## Given instruction
Please quote every line word for word.

## Dataset entries
========

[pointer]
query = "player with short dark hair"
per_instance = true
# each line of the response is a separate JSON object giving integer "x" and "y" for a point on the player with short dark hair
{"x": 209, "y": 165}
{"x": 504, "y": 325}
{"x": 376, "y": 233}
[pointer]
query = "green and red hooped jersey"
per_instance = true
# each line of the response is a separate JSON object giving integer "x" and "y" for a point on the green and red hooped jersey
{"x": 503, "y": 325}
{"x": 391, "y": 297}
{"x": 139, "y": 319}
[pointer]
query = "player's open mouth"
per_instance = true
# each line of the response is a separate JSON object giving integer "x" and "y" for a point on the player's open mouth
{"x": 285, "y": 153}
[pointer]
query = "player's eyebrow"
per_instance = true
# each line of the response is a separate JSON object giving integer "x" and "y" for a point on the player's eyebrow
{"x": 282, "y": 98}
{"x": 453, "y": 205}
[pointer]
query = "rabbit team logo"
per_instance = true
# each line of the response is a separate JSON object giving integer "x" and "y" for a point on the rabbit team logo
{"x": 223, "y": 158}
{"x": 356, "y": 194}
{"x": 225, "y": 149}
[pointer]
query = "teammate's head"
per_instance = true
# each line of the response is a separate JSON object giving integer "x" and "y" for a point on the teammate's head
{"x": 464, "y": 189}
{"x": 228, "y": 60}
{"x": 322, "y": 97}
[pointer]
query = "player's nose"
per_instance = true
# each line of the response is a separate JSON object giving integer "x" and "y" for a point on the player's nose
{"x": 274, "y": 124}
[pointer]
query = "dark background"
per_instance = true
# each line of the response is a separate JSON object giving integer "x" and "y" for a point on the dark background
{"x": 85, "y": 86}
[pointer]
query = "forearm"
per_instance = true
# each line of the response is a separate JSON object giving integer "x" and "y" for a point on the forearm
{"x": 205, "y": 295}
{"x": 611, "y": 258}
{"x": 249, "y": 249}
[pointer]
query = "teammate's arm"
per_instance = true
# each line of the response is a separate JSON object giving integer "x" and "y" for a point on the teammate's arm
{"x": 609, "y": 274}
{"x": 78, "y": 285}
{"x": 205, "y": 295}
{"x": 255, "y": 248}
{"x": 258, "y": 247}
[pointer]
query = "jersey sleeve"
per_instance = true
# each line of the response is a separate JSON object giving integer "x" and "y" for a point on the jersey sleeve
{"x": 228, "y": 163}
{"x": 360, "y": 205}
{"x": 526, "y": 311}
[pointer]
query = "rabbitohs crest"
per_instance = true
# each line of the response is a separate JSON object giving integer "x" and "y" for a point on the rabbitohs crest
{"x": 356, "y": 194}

========

## Result for this exercise
[pointer]
query = "player with short dark hair"
per_instance = true
# each line of the response is a separate JSON object giving integer "x" and "y" for a point on the player with short dark hair
{"x": 209, "y": 165}
{"x": 504, "y": 325}
{"x": 376, "y": 233}
[pointer]
query = "green and red hooped jersey"
per_instance = true
# each line of the response is a separate JSON object giving integer "x" and "y" for a point on the green and red hooped jersey
{"x": 503, "y": 325}
{"x": 391, "y": 297}
{"x": 139, "y": 319}
[pointer]
query = "player's open mouth"
per_instance = true
# each line of the response is a separate JSON object giving integer "x" and "y" for a point on the player's open mouth
{"x": 285, "y": 153}
[pointer]
query = "player's eyebrow"
per_instance = true
# each line of the response is a separate JSON object giving integer "x" and "y" for a point on the player's eyebrow
{"x": 282, "y": 98}
{"x": 453, "y": 205}
[pointer]
query = "rabbit team logo"
per_instance = true
# each line of the response is a separate JSON object giving integer "x" and "y" for a point on the rabbit team logo
{"x": 223, "y": 158}
{"x": 356, "y": 194}
{"x": 225, "y": 149}
[pointer]
query = "teammate's head"
per_instance = true
# each line of the response is a separate JSON object giving integer "x" and "y" for a point on the teammate's head
{"x": 464, "y": 189}
{"x": 228, "y": 60}
{"x": 322, "y": 97}
[pointer]
query = "player's nose"
per_instance = true
# each line of the response is a separate JSON object giving integer "x" and "y" for a point on the player's nose
{"x": 274, "y": 124}
[pointer]
query = "dark background"
per_instance = true
# each line of the response is a separate JSON object giving integer "x" and "y" for a point on the dark background
{"x": 85, "y": 86}
[pointer]
query = "forearm"
per_instance = true
# each line of the response is a separate JSON object giving integer "x" and "y" for a point on the forearm
{"x": 205, "y": 295}
{"x": 611, "y": 258}
{"x": 249, "y": 249}
[pointer]
query = "teammate's arm"
per_instance = true
# each line of the response is a separate JSON object giving integer "x" and "y" for a point on the teammate's arm
{"x": 609, "y": 274}
{"x": 78, "y": 285}
{"x": 205, "y": 295}
{"x": 255, "y": 248}
{"x": 258, "y": 247}
[pointer]
query = "jersey sleeve"
per_instance = true
# each line of the response is a separate JSON object giving integer "x" and "y" for a point on the jersey sleeve
{"x": 228, "y": 163}
{"x": 360, "y": 205}
{"x": 526, "y": 311}
[pointer]
query = "rabbitohs crest"
per_instance = true
# each line of the response is a separate JSON object giving integer "x" and "y" for a point on the rabbitohs crest
{"x": 356, "y": 194}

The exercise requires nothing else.